* [CONSIGNE] Reproduisez à l'identique, s'il vous plaît, les lignes des entrées comprises entre celle qui contient « target: orange scarf around neck » et la fin des entrées, bornes incluses.

* [DONNÉES FOURNIES]

_ _ _ _

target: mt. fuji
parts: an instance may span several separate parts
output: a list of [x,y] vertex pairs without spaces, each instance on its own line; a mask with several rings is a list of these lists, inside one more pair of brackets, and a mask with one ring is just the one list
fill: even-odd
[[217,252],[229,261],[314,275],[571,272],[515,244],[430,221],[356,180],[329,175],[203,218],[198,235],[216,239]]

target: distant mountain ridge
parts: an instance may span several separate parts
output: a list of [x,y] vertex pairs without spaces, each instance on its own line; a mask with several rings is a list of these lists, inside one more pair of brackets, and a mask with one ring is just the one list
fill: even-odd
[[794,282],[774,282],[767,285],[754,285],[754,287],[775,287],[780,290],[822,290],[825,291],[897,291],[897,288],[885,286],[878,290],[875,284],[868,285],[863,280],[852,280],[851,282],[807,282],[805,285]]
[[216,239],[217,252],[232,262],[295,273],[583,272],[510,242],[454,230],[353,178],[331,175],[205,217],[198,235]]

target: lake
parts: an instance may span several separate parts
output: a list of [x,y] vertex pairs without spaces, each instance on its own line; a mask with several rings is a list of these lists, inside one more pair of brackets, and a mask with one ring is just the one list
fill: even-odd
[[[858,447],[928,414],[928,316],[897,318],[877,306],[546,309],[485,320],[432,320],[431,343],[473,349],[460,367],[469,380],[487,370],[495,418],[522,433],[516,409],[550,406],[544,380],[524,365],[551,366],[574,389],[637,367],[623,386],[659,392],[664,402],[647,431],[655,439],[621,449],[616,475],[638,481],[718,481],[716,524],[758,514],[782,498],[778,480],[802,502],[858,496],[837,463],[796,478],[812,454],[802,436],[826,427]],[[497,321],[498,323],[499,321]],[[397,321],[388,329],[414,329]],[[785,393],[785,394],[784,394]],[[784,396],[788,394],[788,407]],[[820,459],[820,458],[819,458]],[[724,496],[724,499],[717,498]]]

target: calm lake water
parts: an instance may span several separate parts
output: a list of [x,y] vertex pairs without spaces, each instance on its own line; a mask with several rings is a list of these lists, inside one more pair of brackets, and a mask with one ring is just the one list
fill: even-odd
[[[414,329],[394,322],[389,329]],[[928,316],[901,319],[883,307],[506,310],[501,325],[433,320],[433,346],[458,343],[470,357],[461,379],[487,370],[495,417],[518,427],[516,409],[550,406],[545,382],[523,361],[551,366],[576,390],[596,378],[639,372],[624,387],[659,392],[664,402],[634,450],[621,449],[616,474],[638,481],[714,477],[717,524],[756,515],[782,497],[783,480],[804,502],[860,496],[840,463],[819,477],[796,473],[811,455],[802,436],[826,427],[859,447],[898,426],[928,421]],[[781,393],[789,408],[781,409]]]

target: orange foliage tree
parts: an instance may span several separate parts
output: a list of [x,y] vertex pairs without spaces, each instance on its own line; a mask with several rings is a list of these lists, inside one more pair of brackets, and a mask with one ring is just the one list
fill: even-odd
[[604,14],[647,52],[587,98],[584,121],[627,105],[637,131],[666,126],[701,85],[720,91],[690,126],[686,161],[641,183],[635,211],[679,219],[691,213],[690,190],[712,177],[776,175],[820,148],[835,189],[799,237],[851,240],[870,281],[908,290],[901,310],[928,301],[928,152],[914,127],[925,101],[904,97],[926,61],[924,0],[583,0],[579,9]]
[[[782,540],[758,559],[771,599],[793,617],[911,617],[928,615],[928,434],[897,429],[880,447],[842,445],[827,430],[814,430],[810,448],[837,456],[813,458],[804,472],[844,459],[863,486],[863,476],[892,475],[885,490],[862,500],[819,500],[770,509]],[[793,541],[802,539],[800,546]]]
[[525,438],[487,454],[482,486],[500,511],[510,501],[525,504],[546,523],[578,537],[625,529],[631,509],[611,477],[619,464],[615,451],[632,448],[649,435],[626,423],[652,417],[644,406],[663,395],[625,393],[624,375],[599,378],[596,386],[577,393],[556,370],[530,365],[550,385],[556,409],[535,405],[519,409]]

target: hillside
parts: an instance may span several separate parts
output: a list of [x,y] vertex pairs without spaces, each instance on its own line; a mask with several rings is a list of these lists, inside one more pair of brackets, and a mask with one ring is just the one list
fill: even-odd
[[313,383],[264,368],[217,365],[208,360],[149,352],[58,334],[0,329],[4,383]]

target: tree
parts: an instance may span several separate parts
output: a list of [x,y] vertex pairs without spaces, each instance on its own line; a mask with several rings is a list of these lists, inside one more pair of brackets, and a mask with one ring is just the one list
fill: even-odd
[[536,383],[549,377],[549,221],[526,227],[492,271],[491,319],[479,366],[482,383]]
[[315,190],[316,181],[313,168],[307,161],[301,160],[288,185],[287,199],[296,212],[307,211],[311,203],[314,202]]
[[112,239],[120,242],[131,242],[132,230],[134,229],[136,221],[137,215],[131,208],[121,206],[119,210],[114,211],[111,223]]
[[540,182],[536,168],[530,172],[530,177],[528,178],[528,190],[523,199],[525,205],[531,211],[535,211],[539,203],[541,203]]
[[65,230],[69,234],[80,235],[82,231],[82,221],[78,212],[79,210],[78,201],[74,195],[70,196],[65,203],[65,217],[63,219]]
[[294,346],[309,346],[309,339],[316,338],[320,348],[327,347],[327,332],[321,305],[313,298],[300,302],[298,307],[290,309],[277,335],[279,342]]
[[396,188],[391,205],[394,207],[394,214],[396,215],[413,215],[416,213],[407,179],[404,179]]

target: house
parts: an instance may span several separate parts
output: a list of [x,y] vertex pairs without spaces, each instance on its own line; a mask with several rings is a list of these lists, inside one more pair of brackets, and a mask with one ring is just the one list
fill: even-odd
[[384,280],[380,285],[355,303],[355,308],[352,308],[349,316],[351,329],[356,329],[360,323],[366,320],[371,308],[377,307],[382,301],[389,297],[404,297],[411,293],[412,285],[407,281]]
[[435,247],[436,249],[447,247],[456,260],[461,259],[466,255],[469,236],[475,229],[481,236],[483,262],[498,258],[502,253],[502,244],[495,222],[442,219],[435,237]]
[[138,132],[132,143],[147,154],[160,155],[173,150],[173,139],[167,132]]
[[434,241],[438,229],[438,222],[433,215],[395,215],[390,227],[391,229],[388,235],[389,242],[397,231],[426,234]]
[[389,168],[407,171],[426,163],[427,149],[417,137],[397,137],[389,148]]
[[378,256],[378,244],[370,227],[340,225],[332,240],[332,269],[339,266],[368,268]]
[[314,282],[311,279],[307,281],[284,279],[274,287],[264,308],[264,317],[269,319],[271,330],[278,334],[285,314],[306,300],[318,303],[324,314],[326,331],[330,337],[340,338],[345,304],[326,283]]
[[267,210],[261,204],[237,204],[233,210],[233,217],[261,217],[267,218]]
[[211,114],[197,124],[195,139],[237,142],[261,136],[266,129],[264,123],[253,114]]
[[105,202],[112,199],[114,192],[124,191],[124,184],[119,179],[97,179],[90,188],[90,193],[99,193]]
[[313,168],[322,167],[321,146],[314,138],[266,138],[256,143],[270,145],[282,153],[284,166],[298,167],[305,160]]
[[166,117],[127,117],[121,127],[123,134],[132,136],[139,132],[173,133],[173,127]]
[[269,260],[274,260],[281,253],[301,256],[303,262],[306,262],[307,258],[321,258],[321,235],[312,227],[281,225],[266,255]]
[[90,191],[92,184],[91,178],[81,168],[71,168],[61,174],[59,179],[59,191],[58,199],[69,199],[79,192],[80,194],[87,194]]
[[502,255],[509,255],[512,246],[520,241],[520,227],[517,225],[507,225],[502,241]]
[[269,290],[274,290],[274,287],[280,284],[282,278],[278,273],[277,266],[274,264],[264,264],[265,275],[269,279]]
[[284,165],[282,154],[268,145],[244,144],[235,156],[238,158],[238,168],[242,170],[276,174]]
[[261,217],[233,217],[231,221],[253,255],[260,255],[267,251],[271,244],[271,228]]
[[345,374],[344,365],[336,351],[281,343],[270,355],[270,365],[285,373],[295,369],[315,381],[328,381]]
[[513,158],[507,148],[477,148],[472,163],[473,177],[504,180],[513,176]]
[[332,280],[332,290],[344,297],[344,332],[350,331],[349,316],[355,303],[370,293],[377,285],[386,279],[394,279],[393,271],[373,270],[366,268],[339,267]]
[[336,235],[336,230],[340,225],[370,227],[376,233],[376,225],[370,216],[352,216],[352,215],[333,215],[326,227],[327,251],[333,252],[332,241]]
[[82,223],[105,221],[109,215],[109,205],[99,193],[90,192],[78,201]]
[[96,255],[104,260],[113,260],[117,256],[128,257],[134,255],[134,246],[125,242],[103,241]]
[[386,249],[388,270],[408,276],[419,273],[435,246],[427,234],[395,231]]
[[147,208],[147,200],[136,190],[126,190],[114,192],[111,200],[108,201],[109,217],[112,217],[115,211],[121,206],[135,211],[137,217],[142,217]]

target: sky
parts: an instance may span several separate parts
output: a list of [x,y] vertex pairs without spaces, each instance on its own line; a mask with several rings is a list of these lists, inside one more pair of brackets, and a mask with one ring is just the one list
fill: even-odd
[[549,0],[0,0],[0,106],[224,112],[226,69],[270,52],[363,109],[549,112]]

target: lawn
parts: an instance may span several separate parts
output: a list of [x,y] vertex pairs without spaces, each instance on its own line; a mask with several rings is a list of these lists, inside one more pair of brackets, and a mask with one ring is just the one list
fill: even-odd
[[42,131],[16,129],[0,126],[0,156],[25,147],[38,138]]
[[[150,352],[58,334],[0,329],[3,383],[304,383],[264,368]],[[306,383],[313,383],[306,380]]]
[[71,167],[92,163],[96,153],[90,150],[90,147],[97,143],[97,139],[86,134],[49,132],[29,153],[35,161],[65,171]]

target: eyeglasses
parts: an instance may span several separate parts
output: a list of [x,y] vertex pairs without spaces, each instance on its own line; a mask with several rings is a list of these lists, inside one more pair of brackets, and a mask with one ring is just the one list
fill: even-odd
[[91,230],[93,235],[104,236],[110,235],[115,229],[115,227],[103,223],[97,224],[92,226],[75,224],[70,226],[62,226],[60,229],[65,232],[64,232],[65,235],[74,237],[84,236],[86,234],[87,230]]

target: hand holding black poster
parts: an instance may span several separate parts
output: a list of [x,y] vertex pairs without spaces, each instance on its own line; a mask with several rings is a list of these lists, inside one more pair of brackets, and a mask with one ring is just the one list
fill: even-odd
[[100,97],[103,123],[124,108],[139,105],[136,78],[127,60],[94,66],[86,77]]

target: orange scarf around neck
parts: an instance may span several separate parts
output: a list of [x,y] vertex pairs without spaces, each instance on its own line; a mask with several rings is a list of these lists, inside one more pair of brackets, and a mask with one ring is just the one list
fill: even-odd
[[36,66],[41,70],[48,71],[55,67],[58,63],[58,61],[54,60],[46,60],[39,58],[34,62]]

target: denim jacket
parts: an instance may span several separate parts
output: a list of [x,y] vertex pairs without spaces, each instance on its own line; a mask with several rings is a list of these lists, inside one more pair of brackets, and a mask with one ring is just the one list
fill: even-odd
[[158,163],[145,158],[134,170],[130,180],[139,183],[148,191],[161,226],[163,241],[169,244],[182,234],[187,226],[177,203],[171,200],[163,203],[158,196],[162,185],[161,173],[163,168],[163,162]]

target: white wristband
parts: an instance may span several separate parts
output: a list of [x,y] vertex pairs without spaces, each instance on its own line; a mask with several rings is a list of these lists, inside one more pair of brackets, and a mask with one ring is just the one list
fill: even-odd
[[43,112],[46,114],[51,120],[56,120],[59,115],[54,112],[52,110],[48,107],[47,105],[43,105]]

_ _ _ _

* [RÉSULTAT ATTENDU]
target: orange scarf around neck
parts: an instance may span several separate parts
output: a list of [x,y] vertex pairs without spaces, each instance on its own line; a mask with several rings is a list of these lists, inside one more pair of brackets, and a mask with one ring is just the one list
fill: even-odd
[[36,66],[41,70],[48,71],[55,67],[58,63],[58,61],[54,60],[46,60],[39,58],[34,62]]

target: denim jacket
parts: an instance may span several separate parts
output: a list of [x,y] vertex pairs without spaces, each instance on its own line; a mask with several rings is a list of these lists, inside one more pair of brackets, and a mask with one ring is just the one list
fill: even-odd
[[158,163],[145,158],[134,170],[130,180],[139,183],[148,191],[161,226],[163,241],[169,244],[182,234],[187,226],[177,203],[171,200],[163,203],[158,196],[162,185],[161,173],[163,168],[163,162]]

target: white wristband
parts: an instance may span several separate parts
output: a list of [x,y] vertex pairs without spaces, each instance on its own line; a mask with several rings is a list of these lists, inside one more pair of brackets, and a mask with one ring is just the one list
fill: even-odd
[[43,112],[46,114],[51,120],[56,120],[59,115],[54,112],[52,110],[48,107],[47,105],[43,105]]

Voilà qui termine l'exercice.